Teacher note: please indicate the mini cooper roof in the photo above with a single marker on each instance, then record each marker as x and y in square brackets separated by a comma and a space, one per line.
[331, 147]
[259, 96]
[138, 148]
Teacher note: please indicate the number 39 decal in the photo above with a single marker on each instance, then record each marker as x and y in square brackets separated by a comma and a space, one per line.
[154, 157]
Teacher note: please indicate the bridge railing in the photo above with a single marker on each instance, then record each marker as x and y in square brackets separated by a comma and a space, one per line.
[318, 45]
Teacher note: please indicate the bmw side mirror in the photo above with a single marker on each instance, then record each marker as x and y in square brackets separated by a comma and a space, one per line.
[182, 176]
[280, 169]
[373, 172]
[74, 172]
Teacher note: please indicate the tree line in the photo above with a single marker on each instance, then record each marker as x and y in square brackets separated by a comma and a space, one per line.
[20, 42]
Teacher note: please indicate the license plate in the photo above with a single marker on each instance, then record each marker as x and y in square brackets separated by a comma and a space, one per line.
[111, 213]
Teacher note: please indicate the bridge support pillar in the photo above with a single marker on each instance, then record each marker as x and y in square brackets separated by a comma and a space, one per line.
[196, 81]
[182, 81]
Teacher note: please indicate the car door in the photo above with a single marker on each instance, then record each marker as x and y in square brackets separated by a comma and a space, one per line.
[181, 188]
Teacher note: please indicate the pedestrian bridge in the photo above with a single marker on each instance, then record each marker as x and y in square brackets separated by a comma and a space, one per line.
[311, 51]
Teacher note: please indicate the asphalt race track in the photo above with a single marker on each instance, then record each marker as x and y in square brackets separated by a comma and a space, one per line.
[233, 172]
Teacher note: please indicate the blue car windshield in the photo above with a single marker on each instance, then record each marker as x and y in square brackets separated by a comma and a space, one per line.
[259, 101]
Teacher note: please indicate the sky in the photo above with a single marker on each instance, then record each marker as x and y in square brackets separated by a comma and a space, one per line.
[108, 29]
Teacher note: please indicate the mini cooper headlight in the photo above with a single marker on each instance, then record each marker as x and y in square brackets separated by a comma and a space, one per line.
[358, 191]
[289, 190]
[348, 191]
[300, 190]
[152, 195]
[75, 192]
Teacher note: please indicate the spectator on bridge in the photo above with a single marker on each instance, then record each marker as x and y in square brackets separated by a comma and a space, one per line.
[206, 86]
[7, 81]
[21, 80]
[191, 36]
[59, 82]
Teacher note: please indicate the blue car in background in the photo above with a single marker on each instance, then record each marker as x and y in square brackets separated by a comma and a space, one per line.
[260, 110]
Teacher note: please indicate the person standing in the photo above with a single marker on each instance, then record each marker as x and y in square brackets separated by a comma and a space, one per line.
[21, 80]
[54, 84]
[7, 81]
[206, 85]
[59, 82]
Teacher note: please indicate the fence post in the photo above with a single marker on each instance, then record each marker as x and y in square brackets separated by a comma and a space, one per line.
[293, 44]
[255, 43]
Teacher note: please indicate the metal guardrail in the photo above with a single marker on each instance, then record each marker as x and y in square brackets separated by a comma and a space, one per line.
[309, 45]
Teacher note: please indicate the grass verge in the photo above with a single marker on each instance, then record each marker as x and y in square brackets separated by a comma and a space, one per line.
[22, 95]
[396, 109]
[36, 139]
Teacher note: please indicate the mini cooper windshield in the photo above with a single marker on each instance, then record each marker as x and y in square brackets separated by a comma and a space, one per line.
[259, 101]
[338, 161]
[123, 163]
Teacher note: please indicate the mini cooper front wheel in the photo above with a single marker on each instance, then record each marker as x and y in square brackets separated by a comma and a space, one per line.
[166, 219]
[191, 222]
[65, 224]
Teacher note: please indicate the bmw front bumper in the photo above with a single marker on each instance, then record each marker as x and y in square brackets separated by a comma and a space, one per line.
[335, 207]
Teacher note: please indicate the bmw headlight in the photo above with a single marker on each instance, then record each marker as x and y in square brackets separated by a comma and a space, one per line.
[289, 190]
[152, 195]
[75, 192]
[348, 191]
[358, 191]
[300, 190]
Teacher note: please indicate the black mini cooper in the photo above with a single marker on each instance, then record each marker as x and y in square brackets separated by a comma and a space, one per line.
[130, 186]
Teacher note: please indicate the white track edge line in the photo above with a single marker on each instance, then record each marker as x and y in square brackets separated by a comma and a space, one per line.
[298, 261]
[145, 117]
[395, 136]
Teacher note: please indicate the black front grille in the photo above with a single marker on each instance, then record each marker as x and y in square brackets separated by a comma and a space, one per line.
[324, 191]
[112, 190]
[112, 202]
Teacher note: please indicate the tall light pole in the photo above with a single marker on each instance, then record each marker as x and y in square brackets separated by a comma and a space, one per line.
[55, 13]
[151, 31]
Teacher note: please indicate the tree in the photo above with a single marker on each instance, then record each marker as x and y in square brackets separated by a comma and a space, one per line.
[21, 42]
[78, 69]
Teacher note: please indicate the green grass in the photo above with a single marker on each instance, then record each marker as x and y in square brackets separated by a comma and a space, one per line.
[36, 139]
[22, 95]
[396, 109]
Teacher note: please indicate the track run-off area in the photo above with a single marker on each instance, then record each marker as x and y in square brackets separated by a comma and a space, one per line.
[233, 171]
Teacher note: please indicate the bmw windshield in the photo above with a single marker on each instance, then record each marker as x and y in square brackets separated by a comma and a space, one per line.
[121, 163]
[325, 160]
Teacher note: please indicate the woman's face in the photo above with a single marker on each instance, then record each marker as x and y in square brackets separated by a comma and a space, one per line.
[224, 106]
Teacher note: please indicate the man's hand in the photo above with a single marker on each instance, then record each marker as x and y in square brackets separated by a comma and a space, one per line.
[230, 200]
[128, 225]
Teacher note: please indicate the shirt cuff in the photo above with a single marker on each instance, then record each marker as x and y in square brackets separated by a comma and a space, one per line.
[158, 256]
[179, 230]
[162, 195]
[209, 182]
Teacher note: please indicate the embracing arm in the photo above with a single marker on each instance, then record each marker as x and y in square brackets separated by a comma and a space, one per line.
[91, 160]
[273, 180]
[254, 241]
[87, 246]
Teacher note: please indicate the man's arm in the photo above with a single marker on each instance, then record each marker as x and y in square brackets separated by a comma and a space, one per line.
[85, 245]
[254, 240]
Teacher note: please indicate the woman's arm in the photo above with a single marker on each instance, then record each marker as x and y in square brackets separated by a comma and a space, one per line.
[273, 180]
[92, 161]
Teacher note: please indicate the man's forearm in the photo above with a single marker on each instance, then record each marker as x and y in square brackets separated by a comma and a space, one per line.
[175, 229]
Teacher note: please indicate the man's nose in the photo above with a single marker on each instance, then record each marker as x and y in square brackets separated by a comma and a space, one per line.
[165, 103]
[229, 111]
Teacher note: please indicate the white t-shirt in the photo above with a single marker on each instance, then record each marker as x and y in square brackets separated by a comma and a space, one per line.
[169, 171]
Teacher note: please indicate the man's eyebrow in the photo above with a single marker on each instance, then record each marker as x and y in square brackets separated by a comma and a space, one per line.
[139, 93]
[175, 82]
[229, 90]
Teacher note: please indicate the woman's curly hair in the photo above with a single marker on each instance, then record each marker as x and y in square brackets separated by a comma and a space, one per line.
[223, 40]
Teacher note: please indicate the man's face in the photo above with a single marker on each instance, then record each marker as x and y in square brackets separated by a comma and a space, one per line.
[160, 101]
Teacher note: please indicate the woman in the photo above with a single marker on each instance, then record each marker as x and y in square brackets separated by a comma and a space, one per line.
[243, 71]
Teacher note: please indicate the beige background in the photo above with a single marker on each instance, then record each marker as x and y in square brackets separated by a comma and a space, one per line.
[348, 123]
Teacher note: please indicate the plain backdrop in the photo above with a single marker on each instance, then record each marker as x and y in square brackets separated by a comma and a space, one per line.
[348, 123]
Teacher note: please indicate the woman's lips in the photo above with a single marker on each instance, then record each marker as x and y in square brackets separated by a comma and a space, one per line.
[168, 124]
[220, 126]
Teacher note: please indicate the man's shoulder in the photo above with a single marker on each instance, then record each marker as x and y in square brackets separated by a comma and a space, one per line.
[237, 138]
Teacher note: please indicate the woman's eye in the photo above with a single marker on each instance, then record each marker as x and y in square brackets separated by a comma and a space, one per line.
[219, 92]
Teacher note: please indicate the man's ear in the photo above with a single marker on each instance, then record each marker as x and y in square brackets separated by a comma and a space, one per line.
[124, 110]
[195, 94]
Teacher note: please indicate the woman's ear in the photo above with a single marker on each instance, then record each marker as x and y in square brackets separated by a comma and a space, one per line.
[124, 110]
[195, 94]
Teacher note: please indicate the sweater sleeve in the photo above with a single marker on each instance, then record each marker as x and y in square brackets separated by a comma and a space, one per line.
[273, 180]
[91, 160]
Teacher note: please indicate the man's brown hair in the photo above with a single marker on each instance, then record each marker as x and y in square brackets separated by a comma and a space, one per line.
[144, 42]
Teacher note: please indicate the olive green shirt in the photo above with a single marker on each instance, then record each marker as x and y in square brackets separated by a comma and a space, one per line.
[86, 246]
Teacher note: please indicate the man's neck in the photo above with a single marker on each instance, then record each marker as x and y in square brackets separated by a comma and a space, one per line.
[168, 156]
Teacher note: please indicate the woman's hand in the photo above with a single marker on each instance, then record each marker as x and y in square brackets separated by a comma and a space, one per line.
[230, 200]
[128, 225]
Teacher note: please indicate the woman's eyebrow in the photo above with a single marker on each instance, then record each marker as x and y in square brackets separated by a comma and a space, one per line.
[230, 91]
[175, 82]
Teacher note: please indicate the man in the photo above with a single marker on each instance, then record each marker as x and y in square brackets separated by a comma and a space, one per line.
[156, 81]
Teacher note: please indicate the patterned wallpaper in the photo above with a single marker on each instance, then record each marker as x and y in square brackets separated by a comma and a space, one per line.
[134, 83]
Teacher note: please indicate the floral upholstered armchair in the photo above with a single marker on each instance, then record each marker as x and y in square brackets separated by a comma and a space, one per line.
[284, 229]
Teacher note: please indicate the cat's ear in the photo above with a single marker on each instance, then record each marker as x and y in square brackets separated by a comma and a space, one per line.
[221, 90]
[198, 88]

— Directions for this task —
Copy nothing except the lines from the one holding "Teacher note: please indicate the cat's" through the last line of the data above, and return them exactly.

— Solution to this exercise —
Teacher note: please indicate the cat's ear in the photo above with a single marker on each instance, then record each marker as x and y in square brackets separated by a comma and a space, one per line.
[221, 90]
[198, 88]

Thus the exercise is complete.